PASAJE CITADO:
....

Hasta finales de 2023, ondeaba una bandera arcoíris —el símbolo del orgullo y la solidaridad queer— en mi perfil de Twitter/X, pero cuando comencé a pronunciarme en apoyo a Gaza y al pueblo palestino, ese símbolo fue usado en mi contra. En lugar de debate razonado y basado en hechos, mis publicaciones atrajeron ataques ad hominem diseñados para desacreditarme y silenciarme. Algunos estaban envueltos en preocupación: «Sabes lo que hacen con los gays en Gaza». Otros eran directos y crueles, invocando memes como «Queers for Palestine es como pollos para KFC», o reciclando el trillado tropo de que yo sería «arrojado desde un tejado» si estuviera allí. Fue una experiencia compartida —y corroborada— por muchos otros.

Esta narrativa no es solo reductiva; es manipuladora políticamente, deshonesta históricamente y factualemente inexacta. La afirmación repetida de que las personas queer son ejecutadas arrojándolas desde tejados en Gaza no se basa en ningún caso verificado que involucre a palestinos o a las autoridades gobernantes en Gaza. En cambio, proviene de videos de propaganda de ISIS —no de Hamás, y mucho menos de la población palestina en general. No existe evidencia creíble de que ejecuciones públicas de personas queer hayan ocurrido de la manera que sugieren estos críticos.

....

EXTRACTOS DE REGISTROS:

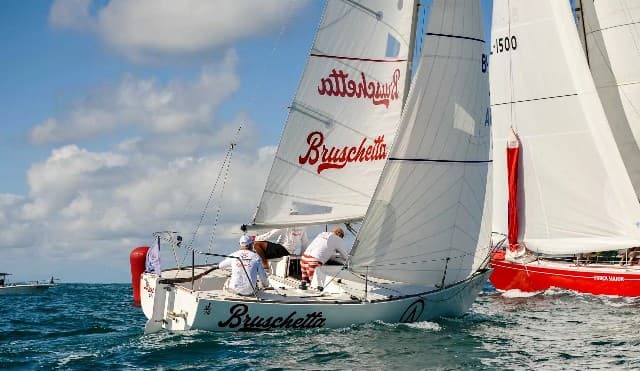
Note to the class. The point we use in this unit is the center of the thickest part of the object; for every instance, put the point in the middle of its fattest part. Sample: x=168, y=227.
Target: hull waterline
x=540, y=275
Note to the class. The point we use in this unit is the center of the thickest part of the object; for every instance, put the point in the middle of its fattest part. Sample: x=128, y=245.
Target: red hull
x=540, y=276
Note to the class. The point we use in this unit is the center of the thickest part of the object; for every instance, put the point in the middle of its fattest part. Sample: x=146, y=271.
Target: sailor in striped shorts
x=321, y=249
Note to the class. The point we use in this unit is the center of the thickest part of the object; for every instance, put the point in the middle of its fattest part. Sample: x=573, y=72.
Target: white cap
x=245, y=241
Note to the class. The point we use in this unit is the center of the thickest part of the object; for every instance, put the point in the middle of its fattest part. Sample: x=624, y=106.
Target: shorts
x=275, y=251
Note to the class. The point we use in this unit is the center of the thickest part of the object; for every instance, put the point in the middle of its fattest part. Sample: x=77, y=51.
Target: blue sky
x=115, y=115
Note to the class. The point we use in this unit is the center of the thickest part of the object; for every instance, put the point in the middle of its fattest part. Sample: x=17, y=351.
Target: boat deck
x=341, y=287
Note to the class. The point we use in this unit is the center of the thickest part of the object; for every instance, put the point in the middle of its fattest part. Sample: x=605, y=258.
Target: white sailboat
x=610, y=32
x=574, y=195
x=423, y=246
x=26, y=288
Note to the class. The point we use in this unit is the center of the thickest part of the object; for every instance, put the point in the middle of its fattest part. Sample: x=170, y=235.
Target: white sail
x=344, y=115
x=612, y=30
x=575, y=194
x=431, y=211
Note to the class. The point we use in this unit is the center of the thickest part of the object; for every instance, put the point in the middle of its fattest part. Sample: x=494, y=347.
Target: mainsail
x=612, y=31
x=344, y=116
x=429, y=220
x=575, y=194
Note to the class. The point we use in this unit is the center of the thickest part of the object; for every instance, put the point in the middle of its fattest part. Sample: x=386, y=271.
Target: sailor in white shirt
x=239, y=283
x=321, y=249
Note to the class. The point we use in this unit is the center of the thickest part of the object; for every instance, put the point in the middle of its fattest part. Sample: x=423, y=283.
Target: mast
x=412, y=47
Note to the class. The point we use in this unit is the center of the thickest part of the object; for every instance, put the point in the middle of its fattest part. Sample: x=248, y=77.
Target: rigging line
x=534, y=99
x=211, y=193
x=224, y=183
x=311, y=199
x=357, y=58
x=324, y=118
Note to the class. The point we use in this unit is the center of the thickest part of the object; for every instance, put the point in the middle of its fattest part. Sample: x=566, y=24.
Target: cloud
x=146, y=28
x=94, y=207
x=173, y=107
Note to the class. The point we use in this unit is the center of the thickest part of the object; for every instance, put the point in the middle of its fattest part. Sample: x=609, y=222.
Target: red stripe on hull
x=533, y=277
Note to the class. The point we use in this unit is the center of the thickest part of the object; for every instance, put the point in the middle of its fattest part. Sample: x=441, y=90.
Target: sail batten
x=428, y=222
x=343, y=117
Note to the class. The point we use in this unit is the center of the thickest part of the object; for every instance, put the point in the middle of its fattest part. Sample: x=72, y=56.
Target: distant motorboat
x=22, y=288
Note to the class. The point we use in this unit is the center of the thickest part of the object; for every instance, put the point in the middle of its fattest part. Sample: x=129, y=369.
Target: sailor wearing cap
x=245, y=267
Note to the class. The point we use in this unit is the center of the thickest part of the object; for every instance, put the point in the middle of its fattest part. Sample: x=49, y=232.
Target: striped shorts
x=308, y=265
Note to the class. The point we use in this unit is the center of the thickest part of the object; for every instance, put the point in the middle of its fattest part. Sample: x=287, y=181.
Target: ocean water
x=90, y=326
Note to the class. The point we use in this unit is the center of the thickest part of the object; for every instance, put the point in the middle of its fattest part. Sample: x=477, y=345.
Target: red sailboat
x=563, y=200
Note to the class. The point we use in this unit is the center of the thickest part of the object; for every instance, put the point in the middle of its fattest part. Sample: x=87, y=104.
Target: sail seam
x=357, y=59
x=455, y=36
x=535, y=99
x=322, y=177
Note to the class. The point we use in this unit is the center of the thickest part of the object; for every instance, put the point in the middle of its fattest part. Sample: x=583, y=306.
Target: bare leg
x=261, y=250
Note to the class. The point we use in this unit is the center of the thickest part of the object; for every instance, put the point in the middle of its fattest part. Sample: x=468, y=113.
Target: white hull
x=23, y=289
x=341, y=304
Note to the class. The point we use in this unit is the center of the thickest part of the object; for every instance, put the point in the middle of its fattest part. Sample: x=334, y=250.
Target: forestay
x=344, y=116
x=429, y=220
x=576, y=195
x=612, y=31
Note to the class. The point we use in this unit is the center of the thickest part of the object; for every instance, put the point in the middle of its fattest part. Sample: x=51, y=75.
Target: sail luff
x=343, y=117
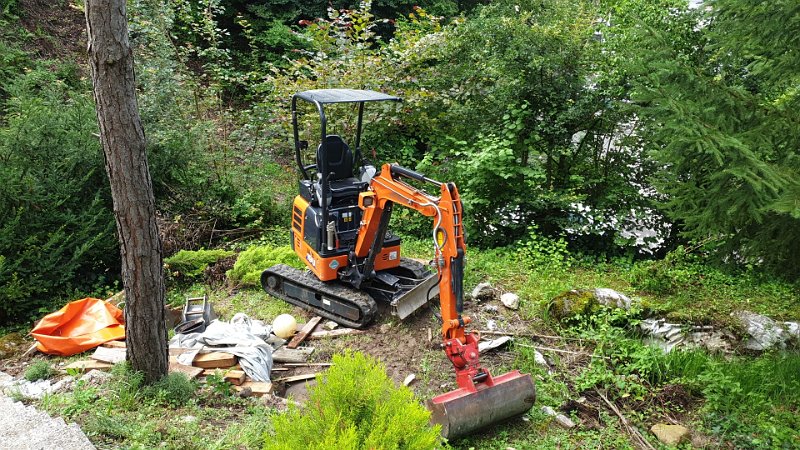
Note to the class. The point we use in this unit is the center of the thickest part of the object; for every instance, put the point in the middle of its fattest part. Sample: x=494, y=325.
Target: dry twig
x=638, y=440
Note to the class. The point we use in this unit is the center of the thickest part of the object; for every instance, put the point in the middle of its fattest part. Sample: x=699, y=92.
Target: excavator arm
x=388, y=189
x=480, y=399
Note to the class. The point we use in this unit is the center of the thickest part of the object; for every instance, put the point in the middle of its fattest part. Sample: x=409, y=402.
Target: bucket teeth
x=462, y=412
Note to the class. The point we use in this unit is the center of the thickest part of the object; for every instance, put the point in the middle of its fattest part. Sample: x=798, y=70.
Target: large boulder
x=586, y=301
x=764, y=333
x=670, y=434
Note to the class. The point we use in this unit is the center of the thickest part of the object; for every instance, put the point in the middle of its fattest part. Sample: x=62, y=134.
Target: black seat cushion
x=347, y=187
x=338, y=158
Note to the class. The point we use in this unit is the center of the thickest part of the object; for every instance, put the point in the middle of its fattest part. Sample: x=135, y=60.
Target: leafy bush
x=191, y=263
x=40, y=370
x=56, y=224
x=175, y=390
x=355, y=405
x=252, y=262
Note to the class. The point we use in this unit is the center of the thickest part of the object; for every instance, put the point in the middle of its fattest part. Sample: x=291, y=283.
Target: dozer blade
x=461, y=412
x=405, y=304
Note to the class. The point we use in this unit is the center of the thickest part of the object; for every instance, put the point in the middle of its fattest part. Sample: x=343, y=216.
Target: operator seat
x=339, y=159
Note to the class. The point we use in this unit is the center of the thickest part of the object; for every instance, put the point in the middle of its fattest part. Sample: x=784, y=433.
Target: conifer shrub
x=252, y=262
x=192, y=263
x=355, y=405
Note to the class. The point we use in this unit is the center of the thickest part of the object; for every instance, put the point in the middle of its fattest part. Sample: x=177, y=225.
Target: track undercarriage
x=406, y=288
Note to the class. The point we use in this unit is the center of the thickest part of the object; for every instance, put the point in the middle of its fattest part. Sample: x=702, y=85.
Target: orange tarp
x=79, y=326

....

TAREAS:
**a.** En el pasaje sobre Gaza y las personas queer, ¿de dónde proviene la afirmación de que se arroja a personas queer desde tejados?
**b.** Prosigue el pasaje sobre Gaza y las personas queer a partir de su última oración.

RESPUESTAS:
**a.** Proviene de videos de propaganda de ISIS, no de Hamás ni de la población palestina en general.

**b.**
Lo que presenciamos es un caso de manual de pinkwashing: la instrumentalización de los derechos LGBTQ+ para desviar o deslegitimar una lucha por la justicia. Es un truco retórico que dice a las personas queer que deben elegir —apoyar los derechos queer o la liberación palestina, pero no ambos.

Homosexualidad e Islam: Más allá de la narrativa instrumentalizada

Gran parte del asalto retórico contra las personas queer que apoyan a Palestina se basa en generalizaciones amplias sobre el islam y su supuesta hostilidad excepcional hacia las personas LGBTQ+. La implicación es que la identidad queer y la fe islámica son inherentemente incompatibles, y que la solidaridad con una población de mayoría musulmana es ingenua o incluso autodestructiva para las personas LGBTQ+.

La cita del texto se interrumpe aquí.